### TASK ITEM
All lines from the top of the records below through the line holding "Tag one point on each instance of the jet", and only those, should be printed exactly, minus the pictures.
**** DATA IN THIS EXERCISE ****
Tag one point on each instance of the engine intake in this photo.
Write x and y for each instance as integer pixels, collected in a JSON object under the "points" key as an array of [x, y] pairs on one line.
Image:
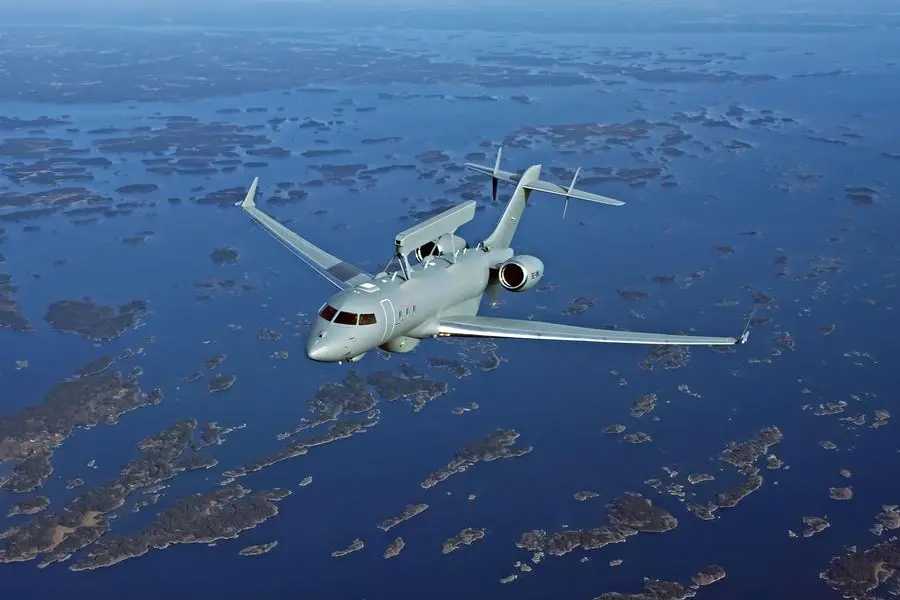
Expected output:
{"points": [[521, 273], [446, 244]]}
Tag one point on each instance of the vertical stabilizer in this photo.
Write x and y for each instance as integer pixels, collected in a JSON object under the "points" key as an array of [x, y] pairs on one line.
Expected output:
{"points": [[503, 234]]}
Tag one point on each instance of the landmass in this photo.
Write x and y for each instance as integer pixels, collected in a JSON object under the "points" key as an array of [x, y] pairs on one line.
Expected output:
{"points": [[224, 256], [220, 382], [258, 549], [95, 322], [743, 456], [655, 589], [643, 405], [29, 507], [495, 446], [409, 512], [10, 309], [628, 515], [30, 435], [814, 525], [840, 493], [355, 546], [888, 518], [858, 573], [222, 514], [466, 537], [709, 575], [394, 548]]}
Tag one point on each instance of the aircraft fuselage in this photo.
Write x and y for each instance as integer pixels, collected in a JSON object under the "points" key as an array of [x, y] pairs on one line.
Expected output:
{"points": [[394, 312]]}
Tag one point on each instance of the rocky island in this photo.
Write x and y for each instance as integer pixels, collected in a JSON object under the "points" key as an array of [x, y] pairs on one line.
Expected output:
{"points": [[464, 538], [95, 322], [495, 446]]}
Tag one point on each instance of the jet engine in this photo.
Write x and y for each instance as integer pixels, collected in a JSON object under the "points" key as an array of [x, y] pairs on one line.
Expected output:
{"points": [[446, 244], [521, 273]]}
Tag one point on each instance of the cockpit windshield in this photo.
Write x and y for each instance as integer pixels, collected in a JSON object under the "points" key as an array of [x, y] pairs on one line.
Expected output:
{"points": [[332, 315], [328, 312], [345, 318]]}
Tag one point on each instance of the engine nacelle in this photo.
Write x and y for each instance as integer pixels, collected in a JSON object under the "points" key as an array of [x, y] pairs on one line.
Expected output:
{"points": [[521, 273], [446, 244]]}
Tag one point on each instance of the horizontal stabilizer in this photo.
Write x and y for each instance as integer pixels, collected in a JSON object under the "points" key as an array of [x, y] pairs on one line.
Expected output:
{"points": [[552, 188], [542, 186]]}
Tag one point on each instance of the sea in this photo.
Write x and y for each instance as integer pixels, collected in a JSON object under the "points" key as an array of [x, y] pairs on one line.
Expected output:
{"points": [[558, 396]]}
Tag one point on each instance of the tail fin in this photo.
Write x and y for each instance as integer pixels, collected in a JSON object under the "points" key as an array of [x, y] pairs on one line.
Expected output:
{"points": [[506, 228]]}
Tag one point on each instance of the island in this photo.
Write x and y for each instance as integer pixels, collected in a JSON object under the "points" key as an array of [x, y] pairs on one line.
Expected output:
{"points": [[95, 322], [840, 493], [858, 573], [29, 507], [258, 549], [495, 446], [643, 405], [408, 513], [628, 515], [220, 383], [582, 496], [355, 546], [224, 256], [709, 575], [466, 537], [32, 434], [394, 548], [814, 525], [222, 514]]}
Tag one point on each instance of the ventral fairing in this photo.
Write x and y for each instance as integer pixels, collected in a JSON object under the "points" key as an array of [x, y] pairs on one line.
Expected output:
{"points": [[439, 292]]}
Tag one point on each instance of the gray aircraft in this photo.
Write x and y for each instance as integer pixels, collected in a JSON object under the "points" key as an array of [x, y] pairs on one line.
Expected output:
{"points": [[440, 293]]}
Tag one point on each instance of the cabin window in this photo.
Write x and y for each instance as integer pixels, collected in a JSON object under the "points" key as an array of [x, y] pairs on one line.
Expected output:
{"points": [[328, 312], [345, 318]]}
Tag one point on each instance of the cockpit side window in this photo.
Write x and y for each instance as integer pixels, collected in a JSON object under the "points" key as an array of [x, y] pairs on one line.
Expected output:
{"points": [[345, 318], [328, 312]]}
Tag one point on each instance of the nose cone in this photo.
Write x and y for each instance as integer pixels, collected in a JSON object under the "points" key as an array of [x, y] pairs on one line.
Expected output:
{"points": [[322, 348]]}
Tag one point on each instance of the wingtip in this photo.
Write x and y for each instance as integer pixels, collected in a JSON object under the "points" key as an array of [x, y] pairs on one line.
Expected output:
{"points": [[249, 200]]}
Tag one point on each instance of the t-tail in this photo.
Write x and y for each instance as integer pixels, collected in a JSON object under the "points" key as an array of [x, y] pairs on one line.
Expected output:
{"points": [[526, 183]]}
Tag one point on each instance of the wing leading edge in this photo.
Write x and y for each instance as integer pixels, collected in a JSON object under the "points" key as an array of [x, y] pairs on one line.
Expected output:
{"points": [[537, 330], [340, 273]]}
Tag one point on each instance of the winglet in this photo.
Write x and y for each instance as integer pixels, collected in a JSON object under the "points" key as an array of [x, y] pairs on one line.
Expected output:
{"points": [[494, 178], [745, 335], [249, 199]]}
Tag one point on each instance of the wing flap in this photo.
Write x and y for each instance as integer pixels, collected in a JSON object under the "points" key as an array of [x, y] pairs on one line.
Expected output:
{"points": [[507, 176], [538, 330], [340, 273]]}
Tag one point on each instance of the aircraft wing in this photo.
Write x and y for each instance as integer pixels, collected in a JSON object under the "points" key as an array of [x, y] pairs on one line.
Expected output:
{"points": [[340, 273], [501, 175], [493, 327]]}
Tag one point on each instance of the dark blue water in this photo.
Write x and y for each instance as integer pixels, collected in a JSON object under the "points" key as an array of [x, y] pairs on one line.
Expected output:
{"points": [[558, 396]]}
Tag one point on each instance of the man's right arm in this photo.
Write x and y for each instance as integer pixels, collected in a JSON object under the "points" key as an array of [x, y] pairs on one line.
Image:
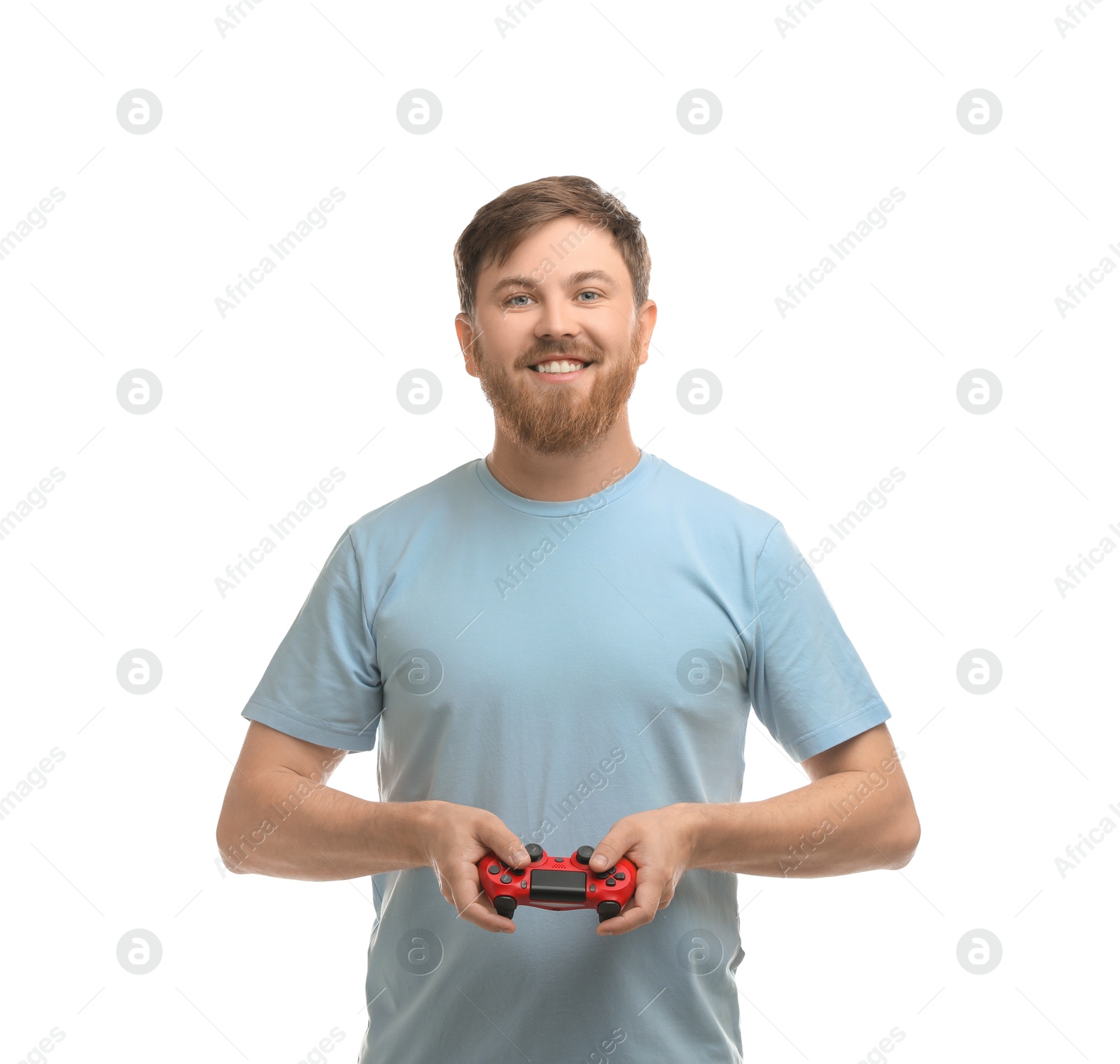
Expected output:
{"points": [[279, 818]]}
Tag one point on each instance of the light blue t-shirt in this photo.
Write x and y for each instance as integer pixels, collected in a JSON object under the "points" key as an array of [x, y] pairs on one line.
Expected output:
{"points": [[563, 664]]}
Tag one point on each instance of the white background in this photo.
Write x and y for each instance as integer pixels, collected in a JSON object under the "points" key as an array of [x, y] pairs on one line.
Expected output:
{"points": [[817, 127]]}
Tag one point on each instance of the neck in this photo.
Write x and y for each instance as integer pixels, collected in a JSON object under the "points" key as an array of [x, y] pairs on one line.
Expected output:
{"points": [[565, 476]]}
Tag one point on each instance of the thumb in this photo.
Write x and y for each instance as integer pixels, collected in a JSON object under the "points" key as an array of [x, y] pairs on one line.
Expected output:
{"points": [[614, 845]]}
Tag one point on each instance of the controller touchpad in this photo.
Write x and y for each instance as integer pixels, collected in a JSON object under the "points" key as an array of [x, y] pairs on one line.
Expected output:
{"points": [[547, 885]]}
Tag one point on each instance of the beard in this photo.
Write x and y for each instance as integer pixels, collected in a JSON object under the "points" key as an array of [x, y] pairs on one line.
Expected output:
{"points": [[552, 419]]}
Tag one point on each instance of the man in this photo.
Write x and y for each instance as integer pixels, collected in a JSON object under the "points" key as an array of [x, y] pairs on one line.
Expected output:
{"points": [[559, 645]]}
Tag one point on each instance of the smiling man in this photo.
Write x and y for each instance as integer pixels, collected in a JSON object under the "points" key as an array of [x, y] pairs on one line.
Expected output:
{"points": [[559, 647]]}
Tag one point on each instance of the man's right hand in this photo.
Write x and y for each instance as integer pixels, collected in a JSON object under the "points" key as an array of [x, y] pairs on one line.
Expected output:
{"points": [[456, 839]]}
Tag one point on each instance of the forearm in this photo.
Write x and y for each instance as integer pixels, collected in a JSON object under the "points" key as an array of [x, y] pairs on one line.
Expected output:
{"points": [[836, 825], [287, 826]]}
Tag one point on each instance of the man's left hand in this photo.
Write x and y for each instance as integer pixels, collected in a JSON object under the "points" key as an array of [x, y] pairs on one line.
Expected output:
{"points": [[660, 845]]}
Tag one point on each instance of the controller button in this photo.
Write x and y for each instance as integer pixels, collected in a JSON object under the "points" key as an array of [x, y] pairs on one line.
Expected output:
{"points": [[608, 910]]}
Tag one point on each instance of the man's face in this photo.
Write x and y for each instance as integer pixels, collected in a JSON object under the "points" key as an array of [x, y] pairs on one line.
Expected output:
{"points": [[564, 294]]}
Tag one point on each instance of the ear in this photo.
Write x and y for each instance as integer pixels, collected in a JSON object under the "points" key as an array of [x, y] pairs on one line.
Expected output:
{"points": [[466, 334]]}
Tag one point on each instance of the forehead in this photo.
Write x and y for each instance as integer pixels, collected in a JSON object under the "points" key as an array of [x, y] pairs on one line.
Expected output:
{"points": [[554, 253]]}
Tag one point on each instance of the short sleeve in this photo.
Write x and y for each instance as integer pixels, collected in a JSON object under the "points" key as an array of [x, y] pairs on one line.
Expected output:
{"points": [[808, 685], [323, 683]]}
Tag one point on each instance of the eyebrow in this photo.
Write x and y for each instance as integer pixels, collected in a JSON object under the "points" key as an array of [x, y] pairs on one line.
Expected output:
{"points": [[584, 276]]}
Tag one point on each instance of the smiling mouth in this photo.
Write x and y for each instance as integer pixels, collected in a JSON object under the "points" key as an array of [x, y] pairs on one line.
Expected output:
{"points": [[559, 365]]}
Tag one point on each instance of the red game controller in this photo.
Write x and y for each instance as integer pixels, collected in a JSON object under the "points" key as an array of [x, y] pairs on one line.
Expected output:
{"points": [[558, 883]]}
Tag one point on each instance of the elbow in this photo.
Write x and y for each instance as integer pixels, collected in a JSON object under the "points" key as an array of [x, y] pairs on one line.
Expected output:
{"points": [[903, 840], [233, 857]]}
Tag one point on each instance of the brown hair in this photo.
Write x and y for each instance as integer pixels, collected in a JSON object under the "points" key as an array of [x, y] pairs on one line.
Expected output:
{"points": [[503, 223]]}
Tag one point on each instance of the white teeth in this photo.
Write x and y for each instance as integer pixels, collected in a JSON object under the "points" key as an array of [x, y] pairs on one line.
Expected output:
{"points": [[558, 367]]}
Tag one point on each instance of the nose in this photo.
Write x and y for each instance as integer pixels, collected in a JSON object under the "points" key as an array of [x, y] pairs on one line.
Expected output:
{"points": [[556, 322]]}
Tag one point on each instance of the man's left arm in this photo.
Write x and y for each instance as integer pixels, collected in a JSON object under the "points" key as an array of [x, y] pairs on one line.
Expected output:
{"points": [[856, 815]]}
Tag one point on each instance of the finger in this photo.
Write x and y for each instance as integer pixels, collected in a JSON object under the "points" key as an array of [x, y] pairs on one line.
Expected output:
{"points": [[614, 846], [650, 886], [502, 843], [472, 904]]}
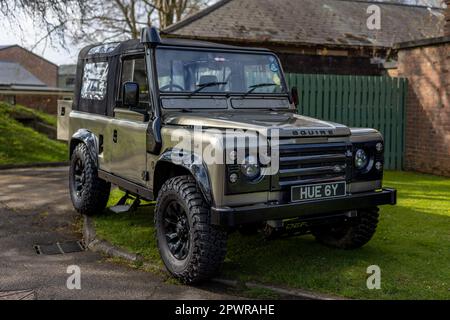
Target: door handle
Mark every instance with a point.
(115, 136)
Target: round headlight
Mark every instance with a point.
(251, 168)
(379, 147)
(361, 159)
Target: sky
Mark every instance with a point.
(29, 33)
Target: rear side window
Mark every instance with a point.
(134, 70)
(94, 80)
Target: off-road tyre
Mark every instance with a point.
(203, 256)
(352, 234)
(91, 198)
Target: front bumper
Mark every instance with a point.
(274, 211)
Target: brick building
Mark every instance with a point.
(28, 79)
(315, 36)
(426, 64)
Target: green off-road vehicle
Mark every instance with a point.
(211, 133)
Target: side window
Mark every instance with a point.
(94, 80)
(134, 70)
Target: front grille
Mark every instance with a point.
(312, 163)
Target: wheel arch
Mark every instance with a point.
(167, 167)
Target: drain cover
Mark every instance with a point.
(17, 295)
(59, 247)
****
### TASK ANSWER
Tag one point on each instance of the engine intake in this photo.
Write x and y for each instance as integer pixels, collected in a JSON object under the "points" key as an array of [x, y] pairs on one line.
Image:
Expected output:
{"points": [[521, 273], [446, 244]]}
Tag one point on each instance of the vertical stabilizer in this photo.
Write x and y for each instance as integer pixels, collected in a JSON object under the "points" key as an array of [x, y] pairs on one line.
Expected output:
{"points": [[503, 234]]}
Tag one point on each instance of the landmass in this photo.
Write x and y for each instance as integer pixels, collected in a JSON object under the "points" key as an array of [x, y] pairs on one line.
Expected output:
{"points": [[224, 256], [220, 382], [258, 549], [95, 322], [743, 456], [655, 589], [643, 405], [29, 507], [495, 446], [409, 512], [10, 309], [628, 515], [30, 435], [814, 525], [840, 493], [355, 546], [888, 518], [858, 573], [222, 514], [466, 537], [709, 575], [394, 548]]}
Tag one point on each instance of the aircraft fuselage in this photo.
Write x and y for each instance as integer pixels, collected in a JSON object under the "points" key as an array of [x, y] pairs on one line.
Expected output:
{"points": [[394, 312]]}
Tag one point on each instance of the rocky island in this photo.
Write x and y for each instance as integer pixels, collected in a JSON object under the "points" key as an array of [x, y] pairs on one line.
Expected output:
{"points": [[464, 538], [95, 322], [495, 446]]}
Tag one point on each instance of the jet engine in this photo.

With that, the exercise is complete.